◆ Exercise prompt ◆
Write out all the lines again, precisely as they stand, but without the images.

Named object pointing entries

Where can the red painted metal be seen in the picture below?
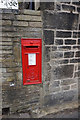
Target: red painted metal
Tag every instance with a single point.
(32, 72)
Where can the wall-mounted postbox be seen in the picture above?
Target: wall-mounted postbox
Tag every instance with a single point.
(31, 60)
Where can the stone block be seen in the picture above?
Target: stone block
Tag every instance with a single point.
(74, 60)
(77, 74)
(67, 87)
(68, 8)
(79, 41)
(68, 81)
(30, 12)
(55, 83)
(53, 99)
(62, 20)
(74, 86)
(62, 72)
(58, 6)
(47, 54)
(59, 42)
(17, 54)
(57, 62)
(48, 76)
(35, 24)
(54, 48)
(78, 9)
(70, 42)
(68, 54)
(56, 55)
(76, 2)
(70, 96)
(20, 23)
(77, 54)
(5, 22)
(29, 18)
(8, 16)
(64, 48)
(48, 37)
(47, 5)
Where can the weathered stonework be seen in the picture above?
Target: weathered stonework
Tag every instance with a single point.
(58, 25)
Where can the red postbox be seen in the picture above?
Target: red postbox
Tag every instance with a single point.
(31, 60)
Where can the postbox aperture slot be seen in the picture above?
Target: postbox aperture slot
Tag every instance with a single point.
(31, 46)
(31, 58)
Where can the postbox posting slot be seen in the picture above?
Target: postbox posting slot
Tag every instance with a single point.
(31, 60)
(31, 46)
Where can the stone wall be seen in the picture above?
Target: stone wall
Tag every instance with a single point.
(15, 25)
(61, 57)
(61, 30)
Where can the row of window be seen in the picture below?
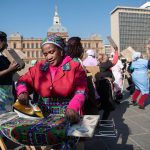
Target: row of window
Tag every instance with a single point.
(34, 54)
(37, 45)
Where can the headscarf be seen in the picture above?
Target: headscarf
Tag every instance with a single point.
(3, 35)
(136, 55)
(90, 52)
(54, 39)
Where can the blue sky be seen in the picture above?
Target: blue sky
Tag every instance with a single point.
(32, 18)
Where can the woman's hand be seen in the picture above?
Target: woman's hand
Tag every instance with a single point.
(14, 67)
(72, 116)
(23, 98)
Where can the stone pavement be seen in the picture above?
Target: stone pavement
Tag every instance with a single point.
(133, 127)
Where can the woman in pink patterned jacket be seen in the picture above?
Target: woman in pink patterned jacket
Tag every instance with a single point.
(60, 81)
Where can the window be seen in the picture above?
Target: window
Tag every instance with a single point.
(36, 45)
(14, 45)
(37, 54)
(28, 46)
(96, 45)
(32, 45)
(23, 45)
(28, 54)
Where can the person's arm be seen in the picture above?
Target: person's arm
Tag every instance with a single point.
(25, 86)
(76, 103)
(149, 64)
(115, 57)
(13, 67)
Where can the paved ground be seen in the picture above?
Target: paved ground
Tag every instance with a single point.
(133, 127)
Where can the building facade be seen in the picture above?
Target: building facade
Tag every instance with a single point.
(31, 46)
(130, 26)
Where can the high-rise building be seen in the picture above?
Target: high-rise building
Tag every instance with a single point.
(31, 46)
(130, 26)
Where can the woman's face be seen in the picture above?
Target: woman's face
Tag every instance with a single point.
(53, 54)
(100, 57)
(3, 44)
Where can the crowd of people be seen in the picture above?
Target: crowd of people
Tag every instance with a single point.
(61, 82)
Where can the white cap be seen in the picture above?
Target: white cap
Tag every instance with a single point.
(90, 52)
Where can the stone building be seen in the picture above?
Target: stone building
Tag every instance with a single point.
(31, 46)
(130, 26)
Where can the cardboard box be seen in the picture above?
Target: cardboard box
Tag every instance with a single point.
(13, 56)
(93, 70)
(127, 53)
(112, 43)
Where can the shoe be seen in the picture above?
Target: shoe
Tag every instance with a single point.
(141, 107)
(132, 103)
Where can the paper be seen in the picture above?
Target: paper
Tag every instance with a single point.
(7, 117)
(127, 53)
(85, 128)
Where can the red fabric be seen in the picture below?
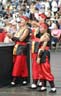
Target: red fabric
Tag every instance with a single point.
(20, 66)
(43, 25)
(2, 36)
(35, 67)
(45, 71)
(43, 16)
(25, 18)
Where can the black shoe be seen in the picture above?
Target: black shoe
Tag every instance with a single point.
(12, 84)
(43, 89)
(51, 91)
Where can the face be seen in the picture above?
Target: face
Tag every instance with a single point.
(42, 29)
(23, 22)
(41, 19)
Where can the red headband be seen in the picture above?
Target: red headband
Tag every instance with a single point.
(25, 18)
(43, 16)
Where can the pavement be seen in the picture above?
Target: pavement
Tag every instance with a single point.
(25, 91)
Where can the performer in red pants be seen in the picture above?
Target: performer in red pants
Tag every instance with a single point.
(43, 59)
(20, 59)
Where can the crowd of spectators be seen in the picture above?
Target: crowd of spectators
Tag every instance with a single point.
(10, 13)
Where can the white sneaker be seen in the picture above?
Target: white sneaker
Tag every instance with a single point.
(39, 83)
(33, 86)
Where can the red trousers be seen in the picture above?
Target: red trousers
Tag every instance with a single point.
(41, 71)
(20, 66)
(35, 67)
(45, 71)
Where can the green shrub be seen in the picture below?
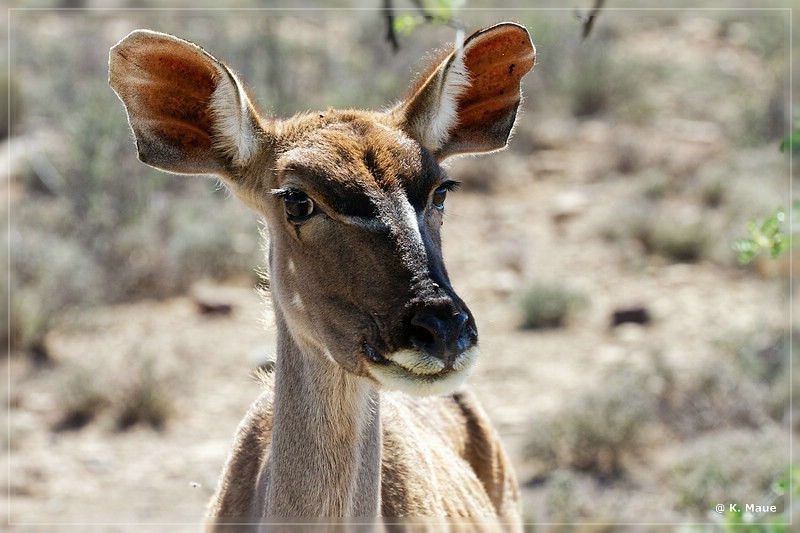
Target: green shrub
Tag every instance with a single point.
(548, 305)
(728, 467)
(145, 399)
(598, 430)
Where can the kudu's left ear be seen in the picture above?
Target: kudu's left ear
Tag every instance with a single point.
(468, 104)
(187, 110)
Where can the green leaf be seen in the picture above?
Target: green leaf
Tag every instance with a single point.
(768, 236)
(406, 24)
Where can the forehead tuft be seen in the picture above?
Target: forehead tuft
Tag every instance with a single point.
(353, 147)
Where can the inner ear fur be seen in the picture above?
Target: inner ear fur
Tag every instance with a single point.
(468, 103)
(188, 111)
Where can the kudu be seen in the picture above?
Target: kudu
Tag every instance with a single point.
(353, 203)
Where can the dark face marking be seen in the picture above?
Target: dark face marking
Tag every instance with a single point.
(373, 194)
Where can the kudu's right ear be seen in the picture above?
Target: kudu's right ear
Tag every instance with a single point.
(188, 111)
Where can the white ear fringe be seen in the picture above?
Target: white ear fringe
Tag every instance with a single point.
(445, 115)
(232, 114)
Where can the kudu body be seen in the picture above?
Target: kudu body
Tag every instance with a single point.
(353, 203)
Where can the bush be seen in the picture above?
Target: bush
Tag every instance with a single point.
(598, 431)
(548, 305)
(727, 467)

◆ Worked answer ◆
Where can the red painted metal be seen in the picture below?
Target: red painted metal
Tag every instance with a single point.
(32, 72)
Where can the wall-mounted postbox be seen in the picture above?
Target: wall-mounted postbox
Tag every instance with a single point.
(31, 60)
Where can the stone block be seen in the picture above?
Target: stone block
Tag every instance with a single point.
(74, 60)
(77, 74)
(67, 87)
(68, 8)
(79, 41)
(68, 81)
(30, 12)
(55, 83)
(53, 99)
(62, 20)
(74, 86)
(62, 72)
(58, 6)
(47, 54)
(59, 42)
(17, 54)
(57, 62)
(48, 76)
(35, 24)
(54, 48)
(78, 9)
(70, 42)
(68, 54)
(56, 55)
(76, 2)
(70, 96)
(20, 23)
(77, 54)
(5, 22)
(29, 18)
(8, 16)
(64, 48)
(48, 37)
(47, 5)
Where can the weathered stonework be seen in the picture above?
Target: weathered stonework
Tag every instance with a single point.
(58, 25)
Where can the red postbox be seen in the picture above?
Target: red postbox
Tag every instance with a single point.
(31, 60)
Where can the postbox aperture slot be seen in the picture above?
Target: postbox aperture slot
Tag every instance with a single point.
(31, 46)
(31, 58)
Where can the postbox posting slot be seen in the picture above?
Target: postbox posting slot
Tag every instance with a single point.
(31, 60)
(31, 46)
Where can the stone wall be seen in the picture above?
Target: stone wall
Tag every instance with a single point.
(15, 25)
(61, 57)
(61, 30)
Where can the row of window be seen in the picture below?
Target: row of window
Tag every instance with a single point.
(34, 54)
(37, 45)
Where can the headscarf be seen in the picture above?
Target: headscarf
Tag every instance with a single point.
(3, 35)
(136, 55)
(90, 52)
(54, 39)
Where can the blue sky be seen in the picture above?
Target: blue sky
Tag every instance with a single point.
(32, 18)
Where can the woman's hand be seen in the picture above?
Target: woman's hand
Tag every instance with a single point.
(14, 67)
(72, 116)
(23, 98)
Where can the stone pavement be seen in the picture above?
Target: stone pavement
Tag every instance with a single point.
(133, 127)
Where can the woman in pink patterned jacket be seen in the picture above?
Target: woman in pink patterned jacket
Tag every instance with a single point.
(60, 81)
Where can the window be seen in the picture above?
Target: window
Tag every instance with a single point.
(36, 45)
(14, 45)
(37, 54)
(28, 46)
(96, 45)
(32, 45)
(23, 45)
(28, 54)
Where can the person's arm be seen in the picture above?
Target: person's arm
Tag every instance with a single point.
(25, 86)
(76, 103)
(149, 64)
(115, 57)
(13, 67)
Where can the paved ground be seen in the picture above?
Target: paved ground
Tag every instance with a single point.
(133, 127)
Where can the building facade be seen in the picture above?
Target: building facade
Tag every instance with a single point.
(31, 46)
(130, 26)
Where can the high-rise building be seen in the picture above?
Target: high-rise building
Tag every instance with a single point.
(31, 46)
(130, 26)
Where can the woman's face be seen in the picture above?
Target: woman's face
Tag every instance with a single point.
(53, 54)
(100, 57)
(3, 44)
Where can the crowd of people be seen in the picture above?
Target: crowd of people
Tag every instance with a single point.
(61, 82)
Where can the white cap be seen in the picture above?
Target: white cap
Tag every instance with a single point.
(90, 52)
Where can the stone building be seen in the picture above?
Target: stone building
Tag every instance with a single point.
(31, 46)
(130, 26)
Where can the cardboard box be seen in the picture above?
Target: cardboard box
Tag every instance with a single point.
(13, 56)
(93, 70)
(127, 53)
(112, 43)
Where can the shoe be seen in the picture above?
Target: shoe
Tag every instance with a single point.
(141, 107)
(132, 103)
Where can the paper be seen in the picture above?
Target: paper
Tag every instance with a single point.
(7, 117)
(127, 53)
(85, 128)
Where can the red fabric be seen in the picture below?
Target: red fabric
Tag every instance with a single point.
(20, 66)
(43, 25)
(2, 36)
(35, 67)
(45, 71)
(43, 16)
(25, 18)
Where can the black shoe be seen in the picture above?
Target: black shoe
Tag every instance with a single point.
(12, 84)
(43, 89)
(51, 91)
Where can the face be seen in the picture above?
Target: face
Tag every instance with a single point.
(42, 29)
(23, 22)
(41, 19)
Where can the red headband be seen in the picture above?
Target: red headband
Tag every instance with a single point.
(25, 18)
(43, 16)
Where can the pavement be seen in the picture above?
Target: pavement
Tag every instance with a single point.
(25, 91)
Where can the performer in red pants be seen in the picture above?
Target: performer in red pants
Tag every instance with a single point.
(43, 59)
(20, 59)
Where can the crowd of spectators be seen in the picture above?
Target: crowd of spectators
Tag every instance with a single point.
(10, 13)
Where can the white sneaker be seen in the picture above?
Target: white sneaker
Tag every instance with a single point.
(39, 83)
(33, 86)
Where can the red trousers be seen in the picture above?
Target: red trousers
Tag every instance with a single point.
(41, 71)
(20, 66)
(35, 67)
(45, 71)
Where can the green shrub be seen in the picture below?
Target: green shrub
Tag every instance with a single point.
(548, 305)
(728, 467)
(145, 399)
(598, 430)
Where can the kudu's left ear be seen in the picture above?
Target: kudu's left ear
Tag every instance with a single point.
(468, 104)
(187, 110)
Where can the green leaf be seen in the picture above?
Target: green leaf
Tag every instance with a single point.
(768, 236)
(406, 24)
Where can the forehead tuft be seen in the picture above?
Target: forehead tuft
Tag every instance with a single point.
(353, 147)
Where can the inner ear fur be seen in the picture above?
Target: inner ear fur
Tag every instance with a single point.
(468, 103)
(188, 111)
Where can the kudu be seen in the picture above?
Target: kudu
Tag every instance with a single point.
(353, 203)
Where can the dark face marking be seen in the picture above?
Target: dark face marking
Tag every instance with a single point.
(373, 194)
Where can the kudu's right ear be seen in the picture above?
Target: kudu's right ear
Tag every instance with a single point.
(188, 111)
Where can the white ear fringe be seen in the picture above?
Target: white ear fringe
Tag every instance with a single point.
(445, 115)
(232, 114)
Where can the kudu body be seen in the picture above?
Target: kudu body
Tag every instance with a single point.
(353, 203)
Where can the bush be seen in the picture above?
Target: bush
Tag every instance with a single point.
(598, 431)
(548, 305)
(727, 467)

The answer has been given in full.